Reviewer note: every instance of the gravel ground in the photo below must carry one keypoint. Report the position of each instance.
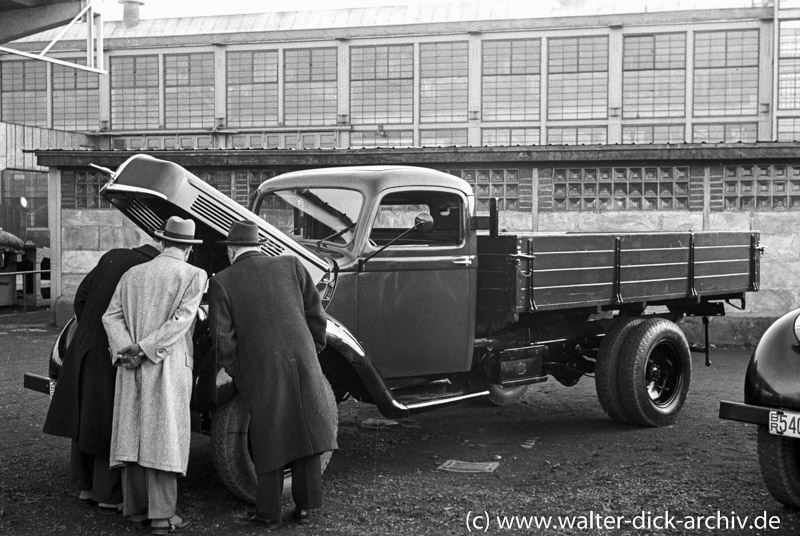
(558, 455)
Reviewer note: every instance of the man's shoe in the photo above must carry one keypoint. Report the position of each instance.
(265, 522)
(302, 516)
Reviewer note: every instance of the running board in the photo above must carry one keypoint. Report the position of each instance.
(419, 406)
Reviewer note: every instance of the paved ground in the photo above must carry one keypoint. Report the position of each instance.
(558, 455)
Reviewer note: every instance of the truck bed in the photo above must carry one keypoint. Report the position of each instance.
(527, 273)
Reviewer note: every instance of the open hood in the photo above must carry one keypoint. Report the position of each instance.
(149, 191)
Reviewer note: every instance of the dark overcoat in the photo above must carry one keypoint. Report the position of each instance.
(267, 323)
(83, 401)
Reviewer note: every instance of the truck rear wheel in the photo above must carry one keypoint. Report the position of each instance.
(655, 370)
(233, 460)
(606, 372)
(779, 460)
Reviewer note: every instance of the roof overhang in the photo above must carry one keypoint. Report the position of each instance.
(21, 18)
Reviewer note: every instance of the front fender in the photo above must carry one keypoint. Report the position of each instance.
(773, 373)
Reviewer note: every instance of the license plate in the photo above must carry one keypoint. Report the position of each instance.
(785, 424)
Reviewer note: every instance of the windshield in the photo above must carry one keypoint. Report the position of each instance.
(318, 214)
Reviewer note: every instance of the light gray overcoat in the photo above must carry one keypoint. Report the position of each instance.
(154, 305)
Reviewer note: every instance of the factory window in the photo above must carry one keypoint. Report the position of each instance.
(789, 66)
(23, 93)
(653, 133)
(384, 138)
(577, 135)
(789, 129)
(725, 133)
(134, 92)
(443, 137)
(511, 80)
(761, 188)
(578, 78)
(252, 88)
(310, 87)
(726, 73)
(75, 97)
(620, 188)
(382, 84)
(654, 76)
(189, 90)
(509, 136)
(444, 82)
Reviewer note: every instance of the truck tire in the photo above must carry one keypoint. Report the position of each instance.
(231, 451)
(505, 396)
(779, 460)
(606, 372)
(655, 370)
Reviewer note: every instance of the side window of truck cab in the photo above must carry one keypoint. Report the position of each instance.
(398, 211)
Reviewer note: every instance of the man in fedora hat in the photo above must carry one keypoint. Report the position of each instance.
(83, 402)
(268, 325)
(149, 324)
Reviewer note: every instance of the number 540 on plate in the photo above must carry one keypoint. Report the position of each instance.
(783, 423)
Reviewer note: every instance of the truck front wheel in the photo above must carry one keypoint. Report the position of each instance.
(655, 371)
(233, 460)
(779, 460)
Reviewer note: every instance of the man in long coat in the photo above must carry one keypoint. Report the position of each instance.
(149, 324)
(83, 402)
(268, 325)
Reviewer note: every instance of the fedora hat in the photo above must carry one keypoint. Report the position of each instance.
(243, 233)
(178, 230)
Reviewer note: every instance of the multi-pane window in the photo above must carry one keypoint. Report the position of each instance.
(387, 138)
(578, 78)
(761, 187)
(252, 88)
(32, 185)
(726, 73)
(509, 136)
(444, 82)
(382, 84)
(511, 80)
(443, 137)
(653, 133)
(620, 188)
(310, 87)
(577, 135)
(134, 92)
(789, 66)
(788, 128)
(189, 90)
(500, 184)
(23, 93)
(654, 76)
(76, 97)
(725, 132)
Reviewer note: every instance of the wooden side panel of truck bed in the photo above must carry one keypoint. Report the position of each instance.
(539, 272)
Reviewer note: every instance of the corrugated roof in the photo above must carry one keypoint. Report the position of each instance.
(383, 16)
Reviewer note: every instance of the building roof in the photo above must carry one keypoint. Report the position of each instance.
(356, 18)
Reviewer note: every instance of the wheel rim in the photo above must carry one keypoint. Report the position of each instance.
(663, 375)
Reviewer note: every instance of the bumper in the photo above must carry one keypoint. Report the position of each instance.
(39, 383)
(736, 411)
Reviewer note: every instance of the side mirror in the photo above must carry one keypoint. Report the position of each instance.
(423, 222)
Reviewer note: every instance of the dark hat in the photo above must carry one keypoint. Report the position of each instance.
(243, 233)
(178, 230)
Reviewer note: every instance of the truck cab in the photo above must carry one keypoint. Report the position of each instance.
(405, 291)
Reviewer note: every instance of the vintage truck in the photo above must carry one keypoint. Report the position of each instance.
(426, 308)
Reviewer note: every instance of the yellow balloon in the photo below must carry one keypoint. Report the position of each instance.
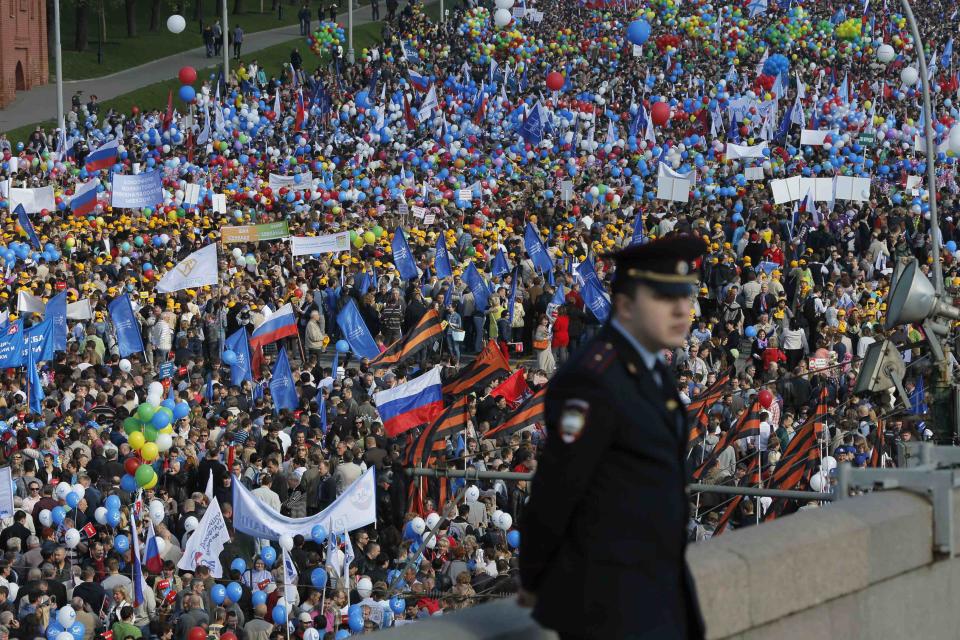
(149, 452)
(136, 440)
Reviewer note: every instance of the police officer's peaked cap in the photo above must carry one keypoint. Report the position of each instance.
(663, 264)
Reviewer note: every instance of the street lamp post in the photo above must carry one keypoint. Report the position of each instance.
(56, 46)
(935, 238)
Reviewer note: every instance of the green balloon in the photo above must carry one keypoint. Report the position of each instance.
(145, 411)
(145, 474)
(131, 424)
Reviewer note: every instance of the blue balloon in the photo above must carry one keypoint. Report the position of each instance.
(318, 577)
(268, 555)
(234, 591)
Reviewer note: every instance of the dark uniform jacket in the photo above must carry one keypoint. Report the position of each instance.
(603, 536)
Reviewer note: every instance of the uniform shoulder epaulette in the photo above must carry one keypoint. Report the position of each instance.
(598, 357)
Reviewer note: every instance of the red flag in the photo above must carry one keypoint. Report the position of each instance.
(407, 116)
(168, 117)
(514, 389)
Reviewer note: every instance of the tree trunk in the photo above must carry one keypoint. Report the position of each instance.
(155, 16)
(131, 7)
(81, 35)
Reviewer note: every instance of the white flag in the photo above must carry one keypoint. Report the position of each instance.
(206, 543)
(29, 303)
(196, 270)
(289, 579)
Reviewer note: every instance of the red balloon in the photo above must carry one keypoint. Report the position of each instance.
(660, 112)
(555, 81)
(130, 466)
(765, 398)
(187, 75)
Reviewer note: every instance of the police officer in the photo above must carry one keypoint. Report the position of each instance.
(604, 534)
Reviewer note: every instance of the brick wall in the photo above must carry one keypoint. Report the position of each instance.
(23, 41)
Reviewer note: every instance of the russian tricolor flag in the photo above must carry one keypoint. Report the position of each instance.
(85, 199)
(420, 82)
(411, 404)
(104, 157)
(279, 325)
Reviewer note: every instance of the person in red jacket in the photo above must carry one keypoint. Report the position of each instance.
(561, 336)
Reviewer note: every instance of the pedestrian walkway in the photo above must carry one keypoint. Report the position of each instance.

-- Problem --
Rewrite all the items above as a Markdown table with two columns: Row, holding a running number, and Line, holding one line of the items. Skip blank lines and leave the pictures out.

-- Task answer --
| Row | Line |
|---|---|
| 1 | Reviewer note: every instance of the gravel ground in the photo below must carry one keypoint. Report the position of each instance. |
| 2 | (558, 455) |
| 3 | Reviewer note: every instance of the man's shoe in the photo above must carry one keypoint. Report the position of each instance. |
| 4 | (265, 522) |
| 5 | (302, 516) |
| 6 | Reviewer note: every instance of the running board in the photo above must carry one keypoint. Report the position of each instance. |
| 7 | (419, 406) |
| 8 | Reviewer note: every instance of the paved ground in the photo above must carry one keypoint. Report the position of each instance. |
| 9 | (558, 455) |
| 10 | Reviewer note: every instance of the truck bed in the photo above must carry one keypoint. Report the position of each instance. |
| 11 | (527, 273) |
| 12 | Reviewer note: every instance of the open hood in the photo above must carry one keypoint. Report the position of each instance. |
| 13 | (149, 191) |
| 14 | Reviewer note: every instance of the dark overcoat in the photo above must carry one keypoint. Report the position of each instance. |
| 15 | (267, 323) |
| 16 | (83, 401) |
| 17 | Reviewer note: every instance of the truck rear wheel in the photo above must carry one keypoint. Report the position of each instance. |
| 18 | (655, 370) |
| 19 | (233, 460) |
| 20 | (606, 372) |
| 21 | (779, 460) |
| 22 | Reviewer note: every instance of the roof overhang in the photo above must carry one keypoint. Report the position of each instance. |
| 23 | (21, 18) |
| 24 | Reviewer note: every instance of the front fender in the photo above must carry one keypoint. Report the position of each instance. |
| 25 | (773, 373) |
| 26 | Reviewer note: every instance of the license plate in the photo above must carry one keypoint. Report the position of each instance. |
| 27 | (785, 424) |
| 28 | Reviewer note: every instance of the windshield in the photo above must carry one keypoint. Report the position of each instance. |
| 29 | (318, 214) |
| 30 | Reviewer note: every instance of the light gray overcoat in the photo above must carry one keypoint. Report the position of each instance. |
| 31 | (154, 305) |
| 32 | Reviewer note: every instance of the factory window in the photo above must carry one keypoint. Report the position of each instance. |
| 33 | (789, 66) |
| 34 | (23, 93) |
| 35 | (653, 133) |
| 36 | (384, 138) |
| 37 | (577, 135) |
| 38 | (789, 129) |
| 39 | (725, 133) |
| 40 | (134, 92) |
| 41 | (443, 137) |
| 42 | (511, 80) |
| 43 | (761, 188) |
| 44 | (578, 78) |
| 45 | (252, 88) |
| 46 | (310, 87) |
| 47 | (726, 73) |
| 48 | (75, 97) |
| 49 | (620, 188) |
| 50 | (382, 84) |
| 51 | (654, 76) |
| 52 | (189, 90) |
| 53 | (509, 136) |
| 54 | (444, 82) |
| 55 | Reviewer note: every instance of the truck tire in the photo above must carry one keypoint. Report the position of each instance. |
| 56 | (231, 451) |
| 57 | (505, 396) |
| 58 | (779, 460) |
| 59 | (606, 372) |
| 60 | (655, 370) |
| 61 | Reviewer note: every instance of the side window of truck cab in the photo above must carry one keypoint. Report the position of each instance. |
| 62 | (398, 211) |
| 63 | Reviewer note: every instance of the man in fedora hat in the photo above must carry one keypoint. Report the position of each instance. |
| 64 | (83, 402) |
| 65 | (268, 325) |
| 66 | (149, 324) |
| 67 | Reviewer note: every instance of the number 540 on plate in the photo above must carry one keypoint. Report the position of each instance. |
| 68 | (783, 423) |
| 69 | Reviewer note: every instance of the truck front wheel in the photo above must carry one keypoint. Report the position of each instance. |
| 70 | (655, 371) |
| 71 | (233, 460) |
| 72 | (779, 460) |
| 73 | Reviewer note: every instance of the man in long coat in the photo above must carry one keypoint. Report the position of each instance. |
| 74 | (149, 324) |
| 75 | (83, 402) |
| 76 | (268, 325) |
| 77 | Reviewer note: every instance of the fedora hat in the photo above must carry one keypoint. Report the position of each instance. |
| 78 | (243, 233) |
| 79 | (178, 230) |
| 80 | Reviewer note: every instance of the multi-pane window in the photo above must carry one keypoint. Report the position of each instance. |
| 81 | (387, 138) |
| 82 | (578, 78) |
| 83 | (761, 187) |
| 84 | (252, 88) |
| 85 | (32, 185) |
| 86 | (726, 73) |
| 87 | (509, 136) |
| 88 | (444, 82) |
| 89 | (382, 84) |
| 90 | (511, 80) |
| 91 | (443, 137) |
| 92 | (653, 133) |
| 93 | (620, 188) |
| 94 | (310, 87) |
| 95 | (577, 135) |
| 96 | (134, 92) |
| 97 | (789, 66) |
| 98 | (788, 128) |
| 99 | (189, 90) |
| 100 | (500, 184) |
| 101 | (23, 93) |
| 102 | (654, 76) |
| 103 | (76, 97) |
| 104 | (725, 132) |
| 105 | Reviewer note: every instance of the wooden side panel of truck bed in the photo above must carry one keypoint. Report the position of each instance. |
| 106 | (539, 272) |
| 107 | Reviewer note: every instance of the corrugated roof in the photo above must carry one keypoint. Report the position of each instance. |
| 108 | (383, 16) |
| 109 | Reviewer note: every instance of the building roof in the photo above must carry one keypoint. Report the position of each instance. |
| 110 | (356, 18) |
| 111 | Reviewer note: every instance of the wheel rim in the photo above must carry one keypoint. Report the position of each instance. |
| 112 | (663, 375) |
| 113 | Reviewer note: every instance of the bumper in the photo above must carry one keypoint. Report the position of each instance. |
| 114 | (39, 383) |
| 115 | (736, 411) |
| 116 | Reviewer note: every instance of the side mirror in the photo above must carry one keypoint. Report the position of each instance. |
| 117 | (423, 222) |
| 118 | Reviewer note: every instance of the dark hat in the photo above must carry one keypoint. Report the position of each instance. |
| 119 | (243, 233) |
| 120 | (178, 230) |
| 121 | Reviewer note: every instance of the truck cab in the photo above must carry one keypoint. Report the position of each instance. |
| 122 | (405, 291) |
| 123 | Reviewer note: every instance of the vintage truck in the photo above must carry one keypoint. Report the position of each instance. |
| 124 | (426, 308) |
| 125 | Reviewer note: every instance of the yellow balloon in the photo below must carry one keypoint. Report the position of each instance. |
| 126 | (149, 452) |
| 127 | (136, 440) |
| 128 | Reviewer note: every instance of the police officer's peaked cap in the photo above must carry one keypoint. Report the position of each instance. |
| 129 | (663, 264) |
| 130 | Reviewer note: every instance of the street lamp post in the photo above must carry one keypoint. Report the position of each instance. |
| 131 | (56, 46) |
| 132 | (935, 238) |
| 133 | Reviewer note: every instance of the green balloon in the photo above must carry one keypoint. Report the position of each instance. |
| 134 | (145, 411) |
| 135 | (145, 474) |
| 136 | (131, 424) |
| 137 | Reviewer note: every instance of the blue balloon in the photo above must carry one keypoint. Report the position of each instance. |
| 138 | (318, 577) |
| 139 | (268, 555) |
| 140 | (234, 591) |
| 141 | Reviewer note: every instance of the dark uniform jacket in the photo above must carry one keypoint. Report the position of each instance. |
| 142 | (603, 536) |
| 143 | Reviewer note: every instance of the uniform shoulder epaulette in the photo above must carry one keypoint. Report the position of each instance. |
| 144 | (598, 357) |
| 145 | Reviewer note: every instance of the red flag in the photo above must carry one keypoint. Report the position of each instance. |
| 146 | (407, 116) |
| 147 | (168, 117) |
| 148 | (514, 389) |
| 149 | Reviewer note: every instance of the tree trunk in the photo above must carry one keypoint. Report the position of each instance. |
| 150 | (155, 16) |
| 151 | (131, 7) |
| 152 | (81, 35) |
| 153 | Reviewer note: every instance of the white flag in the photo above must carry one keypoint. Report the position of each instance. |
| 154 | (206, 543) |
| 155 | (29, 303) |
| 156 | (196, 270) |
| 157 | (289, 579) |
| 158 | Reviewer note: every instance of the red balloon in the photo above must carry one keypoint. Report the position of each instance. |
| 159 | (660, 112) |
| 160 | (555, 81) |
| 161 | (130, 466) |
| 162 | (765, 398) |
| 163 | (187, 75) |
| 164 | Reviewer note: every instance of the police officer in the photo above must carry one keypoint. Report the position of each instance. |
| 165 | (604, 534) |
| 166 | Reviewer note: every instance of the brick wall in the photo above must carry one keypoint. Report the position of each instance. |
| 167 | (23, 41) |
| 168 | Reviewer note: every instance of the russian tricolor flag in the photo above must carry one keypoint. Report the position of each instance. |
| 169 | (85, 199) |
| 170 | (420, 82) |
| 171 | (411, 404) |
| 172 | (104, 157) |
| 173 | (279, 325) |
| 174 | Reviewer note: every instance of the person in red jacket in the photo above must carry one keypoint. Report the position of each instance. |
| 175 | (561, 336) |
| 176 | Reviewer note: every instance of the pedestrian walkway in the photo above must carry one keypoint. Report the position of each instance. |